(EXCERPTED TEXT):
----------

The 'OK, Groomer' Crowd Is Not Acting In Good Faith. Neither Are Those Insisting They Are.
This is not a reasonable argument.
This weekend, The Washington Post's David Weigel chastised the Left for chalking up the Right's new obsession with calling people "groomers" as "being obsessed with pedophilia," instead of understanding the particular nuances of why they are calling people "groomers" -- a term meant, in this particular circumstance, to insinuate that one is "grooming" a child for the purpose of molesting them.
Referring to a segment on Friday night's "Real Time with Bill Maher," Weigel tweeted, "This is such a weird, bad segment, ostensibly about 'why Republicans are obsessed with pedophilia.' Nobody seems to be aware of the politics behind the "call them groomers" campaign, they just say it's crazy and go on tangents."
This is such a weird, bad segment, ostensibly about "why Republicans are obsessed with pedophilia." Nobody seems to be aware of the politics behind the "call them groomers" campaign, they just say it's crazy and go on tangents.https: //www.youtube.com/watch?v=7tdJctSNXh8 …
— David Weigel (@David Weigel) 1649517790
He was not entirely wrong about the clip, though not for the reasons he stated. Nancy MacLean and David Leonhardt were fine. (We assume they are the ones he was referring to in his comment.) Bill Maher? Not so much. Rather, he tried to find the ways in which, perhaps, those going around accusing people of "grooming" and child molestation had a point, because Jeffrey Epstein. He also pointed out, in his usual way, that it used to be liberals who wanted people to understand that child molestation was a serious and rampant issue, and then laid out such a bizarre and factually incorrect timeline of events that it is hard to even know where to begin in terms of critiquing it.
He said:
MAHER: [L]et’s not forget, this idea about raising the issue of pedophilia and saying it’s rampant in America was, for a long time, a liberal cause. And they weren’t wrong. I remember the first person to do it was Roseanne, in the ‘90s, was talking about pedophilia and — I remember [people], including myself, were like “Oh really? It’s that widespread?” and then we all got the hint. And then the movieDolores Claiborne came out. And then we got “Oh yeah, you know, this is kind of rampant in America."
Now, how it migrated to a conspiracy is a different story. I think it’s because people were like “You know what? It can’t be just my stepdad. It has to be George Mitchell.”
Suggesting that the Left no longer cares about child molestation and abuse because we are not raging against imaginary child molestation is like saying someone doesn't care if people get murdered because they don't want to see someone executed for a murder they did not commit. It matters if things are true.

----------

(THE PROBLEM):
Please copy the passage of the piece on the "groomer" label word for word, starting at "This is not" and ending at "of molesting them.".

(RECORDS SUPPLIED):
----------

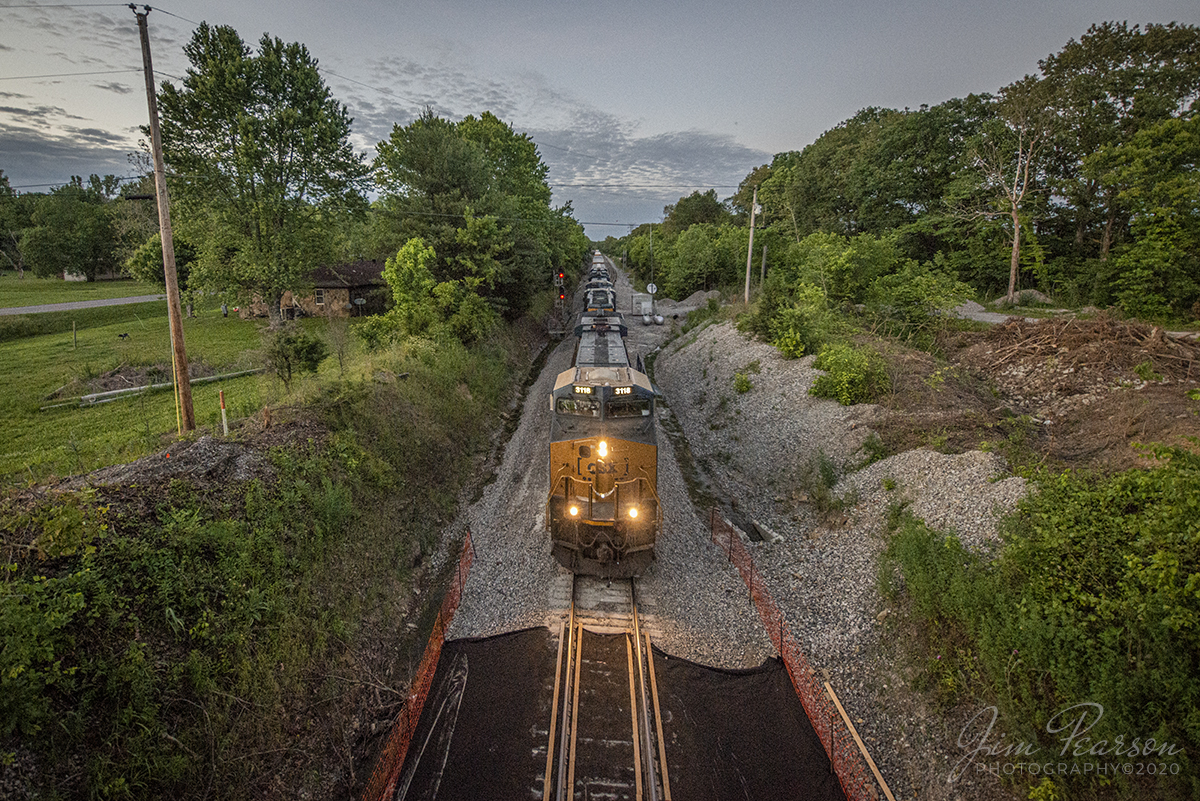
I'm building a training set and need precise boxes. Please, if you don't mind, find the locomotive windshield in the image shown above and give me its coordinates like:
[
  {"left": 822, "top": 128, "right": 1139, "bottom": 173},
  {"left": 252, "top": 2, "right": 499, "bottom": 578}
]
[
  {"left": 605, "top": 398, "right": 650, "bottom": 417},
  {"left": 554, "top": 398, "right": 600, "bottom": 417}
]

----------

(REPLY TO THE TASK):
This is not a reasonable argument.
This weekend, The Washington Post's David Weigel chastised the Left for chalking up the Right's new obsession with calling people "groomers" as "being obsessed with pedophilia," instead of understanding the particular nuances of why they are calling people "groomers" -- a term meant, in this particular circumstance, to insinuate that one is "grooming" a child for the purpose of molesting them.